(Records from a data collection)
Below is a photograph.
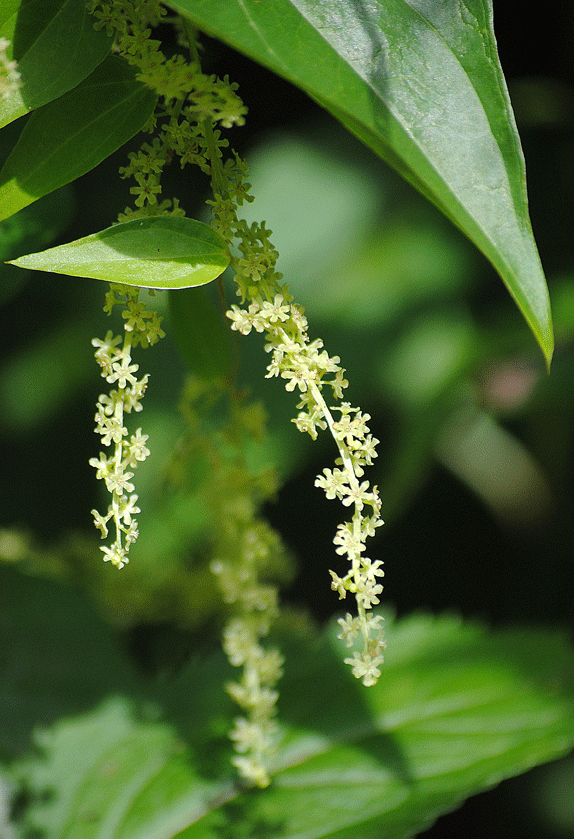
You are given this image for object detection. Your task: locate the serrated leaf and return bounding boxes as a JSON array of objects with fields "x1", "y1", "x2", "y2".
[
  {"x1": 12, "y1": 216, "x2": 229, "y2": 289},
  {"x1": 11, "y1": 615, "x2": 574, "y2": 839},
  {"x1": 170, "y1": 0, "x2": 553, "y2": 362},
  {"x1": 0, "y1": 56, "x2": 156, "y2": 221},
  {"x1": 0, "y1": 0, "x2": 112, "y2": 128}
]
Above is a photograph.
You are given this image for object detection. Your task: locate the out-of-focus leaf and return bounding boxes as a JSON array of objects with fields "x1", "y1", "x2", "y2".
[
  {"x1": 9, "y1": 216, "x2": 229, "y2": 289},
  {"x1": 0, "y1": 0, "x2": 112, "y2": 128},
  {"x1": 0, "y1": 56, "x2": 156, "y2": 220},
  {"x1": 170, "y1": 0, "x2": 553, "y2": 362},
  {"x1": 170, "y1": 288, "x2": 233, "y2": 380}
]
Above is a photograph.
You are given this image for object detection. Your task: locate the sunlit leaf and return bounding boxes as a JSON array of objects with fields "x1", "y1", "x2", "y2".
[
  {"x1": 170, "y1": 0, "x2": 553, "y2": 368},
  {"x1": 13, "y1": 216, "x2": 229, "y2": 288},
  {"x1": 0, "y1": 56, "x2": 156, "y2": 225},
  {"x1": 0, "y1": 0, "x2": 112, "y2": 128}
]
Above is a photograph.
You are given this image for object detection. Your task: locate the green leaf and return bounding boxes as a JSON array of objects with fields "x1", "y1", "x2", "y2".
[
  {"x1": 8, "y1": 216, "x2": 229, "y2": 288},
  {"x1": 11, "y1": 615, "x2": 574, "y2": 839},
  {"x1": 0, "y1": 56, "x2": 156, "y2": 221},
  {"x1": 0, "y1": 0, "x2": 112, "y2": 128},
  {"x1": 169, "y1": 288, "x2": 233, "y2": 380},
  {"x1": 170, "y1": 0, "x2": 553, "y2": 362}
]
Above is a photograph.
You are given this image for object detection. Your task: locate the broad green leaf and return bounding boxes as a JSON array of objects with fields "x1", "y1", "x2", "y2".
[
  {"x1": 0, "y1": 0, "x2": 112, "y2": 128},
  {"x1": 0, "y1": 56, "x2": 156, "y2": 221},
  {"x1": 170, "y1": 0, "x2": 553, "y2": 362},
  {"x1": 170, "y1": 288, "x2": 233, "y2": 381},
  {"x1": 8, "y1": 216, "x2": 229, "y2": 288},
  {"x1": 11, "y1": 615, "x2": 574, "y2": 839}
]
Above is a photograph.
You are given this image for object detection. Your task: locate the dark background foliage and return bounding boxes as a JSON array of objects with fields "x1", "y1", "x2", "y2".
[{"x1": 0, "y1": 3, "x2": 574, "y2": 839}]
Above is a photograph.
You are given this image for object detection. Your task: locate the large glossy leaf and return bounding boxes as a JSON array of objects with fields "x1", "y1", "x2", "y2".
[
  {"x1": 11, "y1": 600, "x2": 574, "y2": 839},
  {"x1": 12, "y1": 216, "x2": 229, "y2": 288},
  {"x1": 0, "y1": 56, "x2": 156, "y2": 221},
  {"x1": 0, "y1": 0, "x2": 112, "y2": 128},
  {"x1": 170, "y1": 0, "x2": 553, "y2": 368}
]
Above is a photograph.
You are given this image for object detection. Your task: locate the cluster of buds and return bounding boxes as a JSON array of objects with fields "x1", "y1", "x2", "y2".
[{"x1": 90, "y1": 285, "x2": 165, "y2": 568}]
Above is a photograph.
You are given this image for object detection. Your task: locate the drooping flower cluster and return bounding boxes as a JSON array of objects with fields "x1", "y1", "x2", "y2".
[
  {"x1": 174, "y1": 379, "x2": 286, "y2": 787},
  {"x1": 90, "y1": 285, "x2": 165, "y2": 568},
  {"x1": 213, "y1": 174, "x2": 385, "y2": 686},
  {"x1": 0, "y1": 38, "x2": 22, "y2": 100}
]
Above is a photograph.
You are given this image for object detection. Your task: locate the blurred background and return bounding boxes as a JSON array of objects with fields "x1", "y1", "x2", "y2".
[{"x1": 0, "y1": 2, "x2": 574, "y2": 839}]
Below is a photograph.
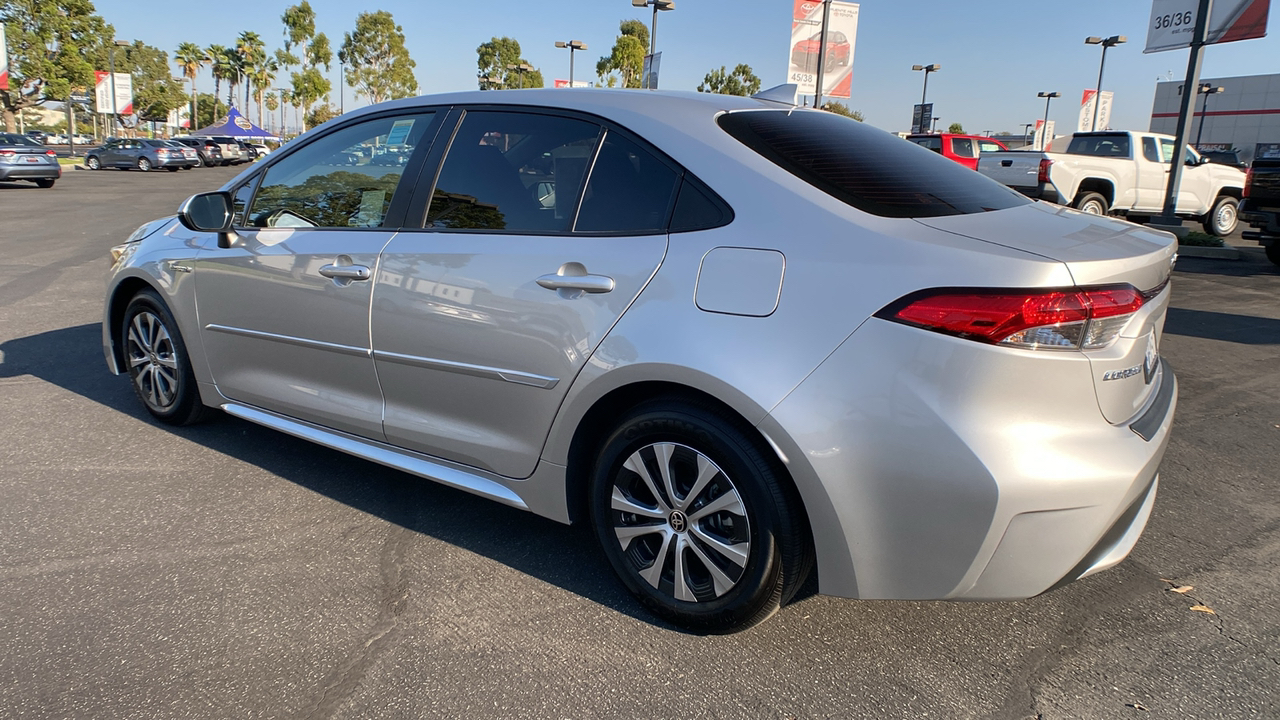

__Exercise requirements__
Gather each line of the material above that contains the string "bounding". Case counts.

__Finished task__
You are given this image for object detection. Your task: locate the serrated leaf and return bounding boxes as a JSON array of objects with fields "x1", "y1", "x2", "y2".
You are given this image for object detection. Your task: locate the out-of-focus leaf and return bounding boxes as a JSON array of objects with fields "x1", "y1", "x2", "y2".
You are given this image for object detection. Your task: locate the sunlit leaf and return bounding boxes as a JSON array of objects with fields "x1", "y1", "x2", "y2".
You are given this image for object detection. Your task: locate the green leaf and return bounding boxes as a JSON array of objects with fields "x1", "y1", "x2", "y2".
You are given this image for object detection. Your task: locate the broad green leaf and return bounding boxes as a JSON array of objects with fields "x1", "y1", "x2", "y2".
You are given this image for object detection. Your task: locate the dark background foliage and return bounding boxes as a JSON array of objects with fields "x1", "y1", "x2", "y2".
You are given this image for object detection. Your task: locate the large glossy leaf and return bounding boxes as a JSON array of objects with fields "x1", "y1", "x2", "y2".
You are given this image for object detection. Your task: locate the cluster of buds and return bounding boxes as a JSON array of objects with fields "x1", "y1", "x2", "y2".
You are given this image for object detection. Your task: locate the drooping flower cluster and return bounding boxes as a JSON array of objects with fields "x1", "y1", "x2", "y2".
You are given this image for object detection. Your task: locate the blurred background and return bounding boxes as a JSON array of objects with fields "x1", "y1", "x2", "y2".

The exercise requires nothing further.